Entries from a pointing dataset
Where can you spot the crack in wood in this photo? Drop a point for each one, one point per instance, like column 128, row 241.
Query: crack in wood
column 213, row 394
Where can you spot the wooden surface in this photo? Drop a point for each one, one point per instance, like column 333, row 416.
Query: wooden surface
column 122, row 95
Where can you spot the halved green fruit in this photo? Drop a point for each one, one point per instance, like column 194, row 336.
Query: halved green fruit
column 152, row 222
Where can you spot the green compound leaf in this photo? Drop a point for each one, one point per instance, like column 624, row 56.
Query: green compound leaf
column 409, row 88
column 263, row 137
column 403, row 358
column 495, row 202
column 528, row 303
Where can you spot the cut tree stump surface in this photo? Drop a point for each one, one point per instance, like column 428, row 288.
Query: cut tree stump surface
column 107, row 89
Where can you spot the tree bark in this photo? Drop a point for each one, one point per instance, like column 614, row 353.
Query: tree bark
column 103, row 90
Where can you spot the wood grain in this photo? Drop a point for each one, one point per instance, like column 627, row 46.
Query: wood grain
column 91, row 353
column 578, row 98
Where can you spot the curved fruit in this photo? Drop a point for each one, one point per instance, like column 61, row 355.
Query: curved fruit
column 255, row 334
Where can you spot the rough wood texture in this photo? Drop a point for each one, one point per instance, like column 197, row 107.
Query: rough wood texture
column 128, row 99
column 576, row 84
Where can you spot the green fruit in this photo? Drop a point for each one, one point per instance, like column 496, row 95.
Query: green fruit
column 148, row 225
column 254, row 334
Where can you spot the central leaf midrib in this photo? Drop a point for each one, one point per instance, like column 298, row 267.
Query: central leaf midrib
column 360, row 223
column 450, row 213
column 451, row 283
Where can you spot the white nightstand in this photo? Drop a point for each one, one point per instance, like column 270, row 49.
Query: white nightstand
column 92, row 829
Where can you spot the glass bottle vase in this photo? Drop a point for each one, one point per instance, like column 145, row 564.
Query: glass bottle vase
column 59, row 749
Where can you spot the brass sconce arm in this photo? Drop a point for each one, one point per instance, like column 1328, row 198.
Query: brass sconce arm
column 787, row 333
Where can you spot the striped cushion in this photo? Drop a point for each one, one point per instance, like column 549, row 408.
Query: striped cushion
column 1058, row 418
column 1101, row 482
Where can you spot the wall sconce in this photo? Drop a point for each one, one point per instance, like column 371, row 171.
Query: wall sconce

__Exercise brief__.
Retype every line of the listing above with no changes at all.

__Task output__.
Where can you spot the crack in wood in this photo? Drop a point for each one, one point per instance, like column 128, row 241.
Query: crack in wood
column 213, row 394
Where can you spot the wooden surface in this photo? Drop a point for each one, one point per instance, like column 333, row 416.
Query: wooden surface
column 122, row 95
Where can you spot the halved green fruit in this photo? Drop a point for each one, one point per instance, like column 194, row 336.
Query: halved green fruit
column 152, row 222
Where can you spot the green compound leaf in this photo? Drop a point for each one, one point per instance, like column 624, row 56.
Query: green compound leaf
column 409, row 88
column 263, row 137
column 403, row 358
column 495, row 202
column 528, row 303
Where can you spot the cut tree stump surface in this photo? Drop a point for each one, one point per instance, like column 428, row 288.
Query: cut tree stump surface
column 107, row 89
Where can you spot the tree bark in this photo? Drop a point for each one, one point per instance, like column 614, row 353.
Query: tree bark
column 103, row 90
Where can you spot the wood grain in this photo? Drop a point for each one, one point per instance, like column 627, row 46.
Query: wood grain
column 91, row 353
column 578, row 98
Where can you spot the curved fruit in this photo? Drop a point for each one, one point per instance, like column 61, row 355.
Query: curved fruit
column 255, row 334
Where can you spot the rough wood texture in this photo? Drop a point for each one, one point per instance, like column 197, row 107.
Query: rough wood texture
column 128, row 99
column 576, row 84
Where can you spot the green fruit in this photo? Drop a point for each one, one point per instance, like column 496, row 95.
Query: green fruit
column 148, row 225
column 254, row 334
Where can you spot the central leaf midrib in this photo? Drop a point for each one, one point per instance, like column 298, row 267.
Query: central leaf midrib
column 360, row 223
column 450, row 213
column 451, row 283
Where can you spot the white nightstand in this photo? Drop a point for each one, one point per instance, like column 270, row 49.
Query: white nightstand
column 92, row 829
Where can you spot the glass bottle vase in this photo? Drop a point for each one, one point per instance, like column 145, row 564.
Query: glass bottle vase
column 59, row 749
Where can you spot the brass sconce arm in this photo? Drop a point for each one, one point per instance, like column 1328, row 198.
Query: brass sconce arm
column 787, row 333
Where can you spot the striped cushion in this photo? Drop a point for each one, one point per instance, like column 549, row 408.
Query: striped cushion
column 1058, row 418
column 1101, row 482
Where can you spot the wall sconce in this photo? Drop a point for each one, one point per instance, like column 371, row 171.
Query: wall sconce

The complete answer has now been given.